§ **PASSAGE RETENU**
------------------------------------------------------------

Orwellien

Équipe Le Point Critique | 10 août 2025

L’UE légalise l’arrestation des journalistes sans décision de justice préalable

Ursula von der Leyen a présenté vendredi la nouvelle loi européenne sur la liberté des médias comme une victoire pour leur pluralité et leur indépendance. Le règlement est en réalité une régression orwellienne. Il légalise l’espionnage ainsi que l’emprisonnement des journalistes et de leurs sources, sans qu’aucune décision de justice soit nécessaire.

Journaliste menotté, symbolisant la nouvelle normalité européenne
© iStock/Natasaadzic

La loi européenne sur la liberté des médias (European Media Freedom Act) est entrée en vigueur le 8 août. Elle s’applique désormais à l’ensemble des États membres de l’UE. La nouvelle législation vise à renforcer la liberté et l’indépendance de la presse, présentée par la présidente de la Commission européenne comme « un pilier essentiel de notre démocratie ».

------------------------------------------------------------

§ **LISTE DES ACTIVITÉS**
A. Relevez toutes les dates et tous les jours de la semaine mentionnés dans l'article sur la loi européenne sur la liberté des médias.
B. Prolongez l'article sur la loi européenne sur la liberté des médias à partir de sa dernière phrase.
Les données recueillies n'interviennent en rien dans ce travail.

(Données collectées)

------------------------------------------------------------

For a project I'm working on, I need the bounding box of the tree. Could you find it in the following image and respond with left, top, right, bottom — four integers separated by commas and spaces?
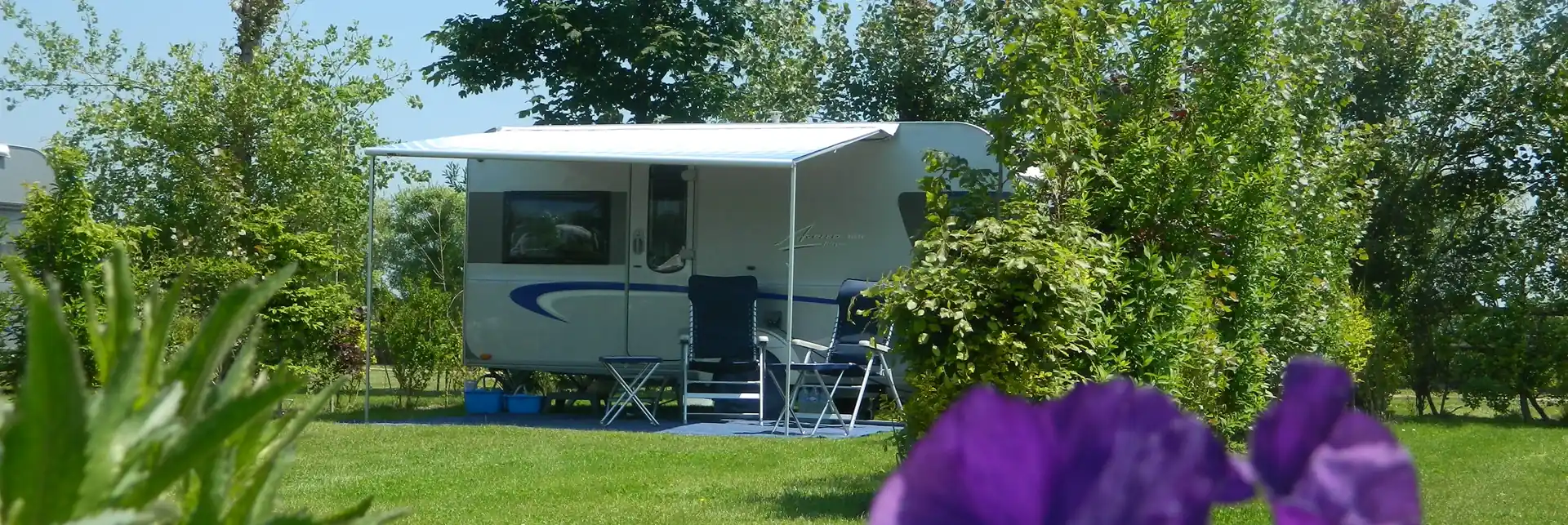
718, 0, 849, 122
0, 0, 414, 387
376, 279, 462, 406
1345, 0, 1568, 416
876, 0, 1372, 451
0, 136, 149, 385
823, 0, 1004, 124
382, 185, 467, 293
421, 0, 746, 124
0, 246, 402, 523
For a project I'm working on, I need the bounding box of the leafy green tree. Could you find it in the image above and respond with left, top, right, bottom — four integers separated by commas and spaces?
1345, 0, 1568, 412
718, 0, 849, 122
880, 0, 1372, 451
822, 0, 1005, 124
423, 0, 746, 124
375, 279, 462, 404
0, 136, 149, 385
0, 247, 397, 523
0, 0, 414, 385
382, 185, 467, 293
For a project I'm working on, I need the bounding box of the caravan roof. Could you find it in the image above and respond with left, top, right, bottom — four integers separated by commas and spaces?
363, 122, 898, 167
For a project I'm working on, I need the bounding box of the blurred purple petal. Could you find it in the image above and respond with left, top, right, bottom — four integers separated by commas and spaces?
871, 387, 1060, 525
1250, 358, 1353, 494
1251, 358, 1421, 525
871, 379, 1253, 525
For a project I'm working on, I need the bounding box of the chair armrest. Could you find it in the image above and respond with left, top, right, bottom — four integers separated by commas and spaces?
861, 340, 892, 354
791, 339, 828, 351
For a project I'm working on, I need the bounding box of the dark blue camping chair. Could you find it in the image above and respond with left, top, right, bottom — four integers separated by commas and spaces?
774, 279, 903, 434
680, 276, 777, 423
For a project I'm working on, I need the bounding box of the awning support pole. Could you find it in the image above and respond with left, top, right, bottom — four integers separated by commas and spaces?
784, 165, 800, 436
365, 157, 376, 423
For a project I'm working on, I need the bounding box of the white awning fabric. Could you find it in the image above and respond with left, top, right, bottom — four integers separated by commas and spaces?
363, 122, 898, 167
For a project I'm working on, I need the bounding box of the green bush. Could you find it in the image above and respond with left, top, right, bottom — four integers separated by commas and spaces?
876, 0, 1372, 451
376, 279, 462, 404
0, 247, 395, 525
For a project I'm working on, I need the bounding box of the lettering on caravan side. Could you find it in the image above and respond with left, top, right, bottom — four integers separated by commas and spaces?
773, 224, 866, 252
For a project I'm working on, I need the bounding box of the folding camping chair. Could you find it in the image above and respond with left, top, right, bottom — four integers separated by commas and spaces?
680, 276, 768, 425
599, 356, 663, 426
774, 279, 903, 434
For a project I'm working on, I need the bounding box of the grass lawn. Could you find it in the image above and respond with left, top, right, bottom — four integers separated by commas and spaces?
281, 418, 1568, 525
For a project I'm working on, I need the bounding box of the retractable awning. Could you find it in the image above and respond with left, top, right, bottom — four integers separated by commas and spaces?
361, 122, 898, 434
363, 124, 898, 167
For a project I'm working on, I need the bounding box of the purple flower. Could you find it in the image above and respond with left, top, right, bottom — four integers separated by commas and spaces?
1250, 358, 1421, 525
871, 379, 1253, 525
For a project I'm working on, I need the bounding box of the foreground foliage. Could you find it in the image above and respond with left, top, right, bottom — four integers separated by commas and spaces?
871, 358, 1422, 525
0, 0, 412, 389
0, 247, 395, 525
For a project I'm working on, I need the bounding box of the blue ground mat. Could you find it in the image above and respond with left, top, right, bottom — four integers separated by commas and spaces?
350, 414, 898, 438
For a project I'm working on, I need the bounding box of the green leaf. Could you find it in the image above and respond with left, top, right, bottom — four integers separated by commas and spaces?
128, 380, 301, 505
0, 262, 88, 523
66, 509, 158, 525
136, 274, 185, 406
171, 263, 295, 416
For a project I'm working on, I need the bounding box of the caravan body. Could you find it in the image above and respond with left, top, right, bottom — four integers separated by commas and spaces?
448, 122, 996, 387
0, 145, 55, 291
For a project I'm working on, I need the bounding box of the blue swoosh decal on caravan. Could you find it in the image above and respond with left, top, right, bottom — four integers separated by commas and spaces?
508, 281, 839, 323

------------------------------------------------------------

§ **RÉPONSES AUX CONSIGNES**
A. 10 août 2025, vendredi, 8 août

B.
Le site de la Commission répertorie les neuf avancées que la loi est supposée représenter pour la liberté de la presse. Celles-ci incluent notamment la protection de l’indépendance éditoriale et des sources journalistiques, en particulier contre l’utilisation de logiciels espions. En pratique, le Règlement a conçu une série de mesures orwelliennes permettant d’atteindre ces objectifs.

Légalisation de l’espionnage, de l’emprisonnement et du fichage des journalistes

L’article 4 concerne la protection des sources, qu’il prétend renforcer en interdisant aux États d’obliger les rédactions ou leurs journalistes à les divulguer. L’alinéa 3 de l’article affirme qu’il sera dorénavant impossible pour un gouvernement de faire emprisonner ou d’espionner des journalistes, via l’utilisation d’un logiciel de surveillance intrusif, ou encore de perquisitionner leurs locaux afin qu’ils divulguent leurs sources. L’article 4 précise que les mêmes garanties sont offertes par le Règlement à leurs sources présumées.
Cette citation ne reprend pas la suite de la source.